**Try it**
According to the text, what did Rabbi Cytron-Walker give the man after opening his door to him?

**Text**
I cannot tell you that I’m not replaying Rabbi Cytron-Walker’s unfaltering voice on my cellphone.
“We have an actual gunman who is claiming to have bombs and he wants to talk to you,” he said. “If you can call me back at this number that would be greatly appreciated. This is not a joke.”
Thank God this terrifying episode ended safely. But not simply. And I remain deeply unsettled. If you are a Jew in America today and you are not feeling unsettled, you are not paying enough attention.
I am unsettled because the world has only the most simplistic understanding of antisemitism. If someone says they hate Jews, or wants to kill Jews — we call it antisemitism.
But even educated people, even the FBI, do not always recognize its far more insidious guise as the trope that Jews are all-powerful and control everything. We saw how dangerous this age-old conspiracy theory can be.
I am unsettled because I saw firsthand that you cannot negotiate with a terrorist. And more and more people in our country and around the globe are captivated by terrifying, hateful ideologies that they value more than their very lives.
I am unsettled because Rabbi Cytron-Walker’s kindness and humanity were used against him. He opened his door to this man, and gave him tea. This rabbi welcomes the stranger and this is his reward?

**Dataset excerpts**
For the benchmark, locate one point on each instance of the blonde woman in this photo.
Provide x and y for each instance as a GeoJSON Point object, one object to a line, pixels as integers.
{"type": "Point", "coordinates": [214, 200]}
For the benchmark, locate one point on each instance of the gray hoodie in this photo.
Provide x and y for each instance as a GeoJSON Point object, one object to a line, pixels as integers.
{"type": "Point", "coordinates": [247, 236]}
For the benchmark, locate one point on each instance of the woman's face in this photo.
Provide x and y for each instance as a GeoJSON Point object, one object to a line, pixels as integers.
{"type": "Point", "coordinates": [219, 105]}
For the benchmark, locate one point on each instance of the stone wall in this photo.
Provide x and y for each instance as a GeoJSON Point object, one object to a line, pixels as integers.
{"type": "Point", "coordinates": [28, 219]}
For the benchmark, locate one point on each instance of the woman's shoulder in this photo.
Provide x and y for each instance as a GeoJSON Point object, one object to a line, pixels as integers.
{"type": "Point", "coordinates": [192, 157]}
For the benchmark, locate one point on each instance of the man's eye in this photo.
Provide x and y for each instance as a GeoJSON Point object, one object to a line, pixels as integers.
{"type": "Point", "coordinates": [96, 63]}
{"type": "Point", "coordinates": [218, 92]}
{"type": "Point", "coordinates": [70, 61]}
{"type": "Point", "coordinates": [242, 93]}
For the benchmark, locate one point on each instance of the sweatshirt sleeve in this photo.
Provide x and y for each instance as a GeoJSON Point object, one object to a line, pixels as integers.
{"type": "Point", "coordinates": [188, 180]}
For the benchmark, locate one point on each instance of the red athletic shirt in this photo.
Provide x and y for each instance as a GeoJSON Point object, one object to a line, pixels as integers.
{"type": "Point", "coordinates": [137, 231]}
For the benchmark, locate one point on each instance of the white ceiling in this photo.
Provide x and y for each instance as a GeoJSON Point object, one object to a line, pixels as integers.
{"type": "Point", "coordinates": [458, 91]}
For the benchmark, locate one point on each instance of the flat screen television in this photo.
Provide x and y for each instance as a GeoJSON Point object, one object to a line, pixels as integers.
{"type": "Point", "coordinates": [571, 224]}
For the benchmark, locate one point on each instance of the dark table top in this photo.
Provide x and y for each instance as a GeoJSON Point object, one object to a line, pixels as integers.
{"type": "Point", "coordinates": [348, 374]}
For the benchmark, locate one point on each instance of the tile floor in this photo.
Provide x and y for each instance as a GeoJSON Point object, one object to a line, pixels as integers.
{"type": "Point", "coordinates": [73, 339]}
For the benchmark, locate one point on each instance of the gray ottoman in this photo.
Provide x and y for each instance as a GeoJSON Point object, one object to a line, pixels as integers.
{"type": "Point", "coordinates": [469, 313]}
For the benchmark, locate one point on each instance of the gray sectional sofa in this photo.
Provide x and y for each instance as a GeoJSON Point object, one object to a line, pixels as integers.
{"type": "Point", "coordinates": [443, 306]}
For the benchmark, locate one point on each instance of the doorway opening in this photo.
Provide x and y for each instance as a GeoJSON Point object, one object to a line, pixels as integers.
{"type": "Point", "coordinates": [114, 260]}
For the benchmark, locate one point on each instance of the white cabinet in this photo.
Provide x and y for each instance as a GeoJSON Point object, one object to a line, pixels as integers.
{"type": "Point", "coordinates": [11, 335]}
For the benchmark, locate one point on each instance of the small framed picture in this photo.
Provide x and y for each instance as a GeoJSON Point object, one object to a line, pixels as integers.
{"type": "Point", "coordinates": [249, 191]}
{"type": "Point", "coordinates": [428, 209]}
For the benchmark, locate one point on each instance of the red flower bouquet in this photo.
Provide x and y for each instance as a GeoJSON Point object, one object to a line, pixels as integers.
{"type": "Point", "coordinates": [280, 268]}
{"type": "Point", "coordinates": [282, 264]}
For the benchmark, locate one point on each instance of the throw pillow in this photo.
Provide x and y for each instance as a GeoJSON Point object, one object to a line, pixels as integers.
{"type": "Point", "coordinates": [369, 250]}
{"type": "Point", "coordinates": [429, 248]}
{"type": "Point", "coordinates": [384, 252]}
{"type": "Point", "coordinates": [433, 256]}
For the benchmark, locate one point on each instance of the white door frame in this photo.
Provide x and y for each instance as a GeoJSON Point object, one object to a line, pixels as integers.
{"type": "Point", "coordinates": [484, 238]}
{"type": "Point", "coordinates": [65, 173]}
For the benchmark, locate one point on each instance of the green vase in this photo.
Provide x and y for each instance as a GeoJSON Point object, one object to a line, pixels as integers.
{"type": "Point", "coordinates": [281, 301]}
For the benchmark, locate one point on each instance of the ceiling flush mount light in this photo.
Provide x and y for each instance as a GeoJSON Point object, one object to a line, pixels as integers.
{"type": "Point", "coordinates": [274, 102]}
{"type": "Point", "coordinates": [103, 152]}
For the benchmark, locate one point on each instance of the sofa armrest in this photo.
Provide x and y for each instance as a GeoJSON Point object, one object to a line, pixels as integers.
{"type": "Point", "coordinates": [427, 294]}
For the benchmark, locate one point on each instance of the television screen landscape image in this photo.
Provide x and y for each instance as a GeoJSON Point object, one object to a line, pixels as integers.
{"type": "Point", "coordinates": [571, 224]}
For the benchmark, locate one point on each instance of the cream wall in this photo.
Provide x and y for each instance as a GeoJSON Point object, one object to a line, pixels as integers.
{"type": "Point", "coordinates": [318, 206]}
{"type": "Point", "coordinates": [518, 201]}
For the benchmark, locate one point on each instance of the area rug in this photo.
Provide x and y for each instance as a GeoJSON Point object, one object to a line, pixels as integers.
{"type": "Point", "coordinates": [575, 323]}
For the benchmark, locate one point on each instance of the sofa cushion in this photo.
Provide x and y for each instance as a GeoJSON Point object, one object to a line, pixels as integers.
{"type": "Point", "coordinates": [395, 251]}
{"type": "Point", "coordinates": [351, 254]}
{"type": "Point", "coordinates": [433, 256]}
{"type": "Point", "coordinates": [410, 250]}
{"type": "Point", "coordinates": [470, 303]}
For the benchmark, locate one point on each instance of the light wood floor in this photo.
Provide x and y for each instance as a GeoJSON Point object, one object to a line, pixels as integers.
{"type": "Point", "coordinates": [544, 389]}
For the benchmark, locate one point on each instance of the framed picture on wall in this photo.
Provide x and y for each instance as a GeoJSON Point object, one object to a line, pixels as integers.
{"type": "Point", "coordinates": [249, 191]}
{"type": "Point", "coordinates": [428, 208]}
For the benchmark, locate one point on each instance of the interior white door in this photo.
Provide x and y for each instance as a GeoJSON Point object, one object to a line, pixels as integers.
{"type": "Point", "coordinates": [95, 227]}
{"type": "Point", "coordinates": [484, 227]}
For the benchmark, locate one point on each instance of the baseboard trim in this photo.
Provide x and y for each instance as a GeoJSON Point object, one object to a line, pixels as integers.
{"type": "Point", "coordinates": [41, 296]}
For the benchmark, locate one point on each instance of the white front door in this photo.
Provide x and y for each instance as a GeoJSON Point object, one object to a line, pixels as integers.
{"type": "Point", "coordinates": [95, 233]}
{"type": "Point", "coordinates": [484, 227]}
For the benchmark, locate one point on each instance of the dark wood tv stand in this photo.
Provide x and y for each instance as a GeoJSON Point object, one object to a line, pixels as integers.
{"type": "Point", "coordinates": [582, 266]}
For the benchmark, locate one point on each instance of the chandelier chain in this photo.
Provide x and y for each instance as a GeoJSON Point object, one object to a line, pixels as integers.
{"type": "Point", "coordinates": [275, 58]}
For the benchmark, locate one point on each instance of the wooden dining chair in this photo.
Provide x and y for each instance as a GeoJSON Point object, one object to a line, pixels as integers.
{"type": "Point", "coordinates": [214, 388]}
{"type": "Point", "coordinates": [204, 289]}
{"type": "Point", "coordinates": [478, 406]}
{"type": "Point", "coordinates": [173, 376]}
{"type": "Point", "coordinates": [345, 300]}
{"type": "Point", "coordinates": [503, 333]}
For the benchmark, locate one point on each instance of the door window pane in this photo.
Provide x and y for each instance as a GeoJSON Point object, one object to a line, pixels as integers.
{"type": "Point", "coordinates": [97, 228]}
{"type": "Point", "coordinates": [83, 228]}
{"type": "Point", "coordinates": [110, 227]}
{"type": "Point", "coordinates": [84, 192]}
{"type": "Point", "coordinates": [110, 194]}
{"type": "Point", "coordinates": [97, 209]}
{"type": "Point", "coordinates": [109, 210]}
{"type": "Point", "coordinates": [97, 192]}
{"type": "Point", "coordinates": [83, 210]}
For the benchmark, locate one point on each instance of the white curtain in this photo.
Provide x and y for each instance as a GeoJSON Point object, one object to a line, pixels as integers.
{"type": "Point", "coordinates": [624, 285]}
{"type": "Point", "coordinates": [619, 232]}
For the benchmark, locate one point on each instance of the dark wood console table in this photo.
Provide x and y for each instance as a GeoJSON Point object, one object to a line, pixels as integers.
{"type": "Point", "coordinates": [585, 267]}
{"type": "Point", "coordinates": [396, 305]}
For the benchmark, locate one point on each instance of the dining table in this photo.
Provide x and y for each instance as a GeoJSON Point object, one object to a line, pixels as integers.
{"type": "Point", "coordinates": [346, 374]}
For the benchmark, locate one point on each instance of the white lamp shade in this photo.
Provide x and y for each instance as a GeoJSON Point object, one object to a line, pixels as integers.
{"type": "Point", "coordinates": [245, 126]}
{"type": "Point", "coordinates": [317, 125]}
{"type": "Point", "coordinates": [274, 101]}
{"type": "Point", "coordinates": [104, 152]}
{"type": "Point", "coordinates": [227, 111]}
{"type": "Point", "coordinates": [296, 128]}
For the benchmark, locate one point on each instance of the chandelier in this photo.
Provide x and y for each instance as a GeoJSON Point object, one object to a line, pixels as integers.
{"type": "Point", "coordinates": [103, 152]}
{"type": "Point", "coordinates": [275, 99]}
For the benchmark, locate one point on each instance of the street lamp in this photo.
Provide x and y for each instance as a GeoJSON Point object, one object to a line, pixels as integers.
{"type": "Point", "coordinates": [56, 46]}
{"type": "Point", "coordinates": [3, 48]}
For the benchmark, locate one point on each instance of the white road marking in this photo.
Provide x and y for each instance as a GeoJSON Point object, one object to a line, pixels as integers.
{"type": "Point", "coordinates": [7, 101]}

**Task solution**
He gave him tea.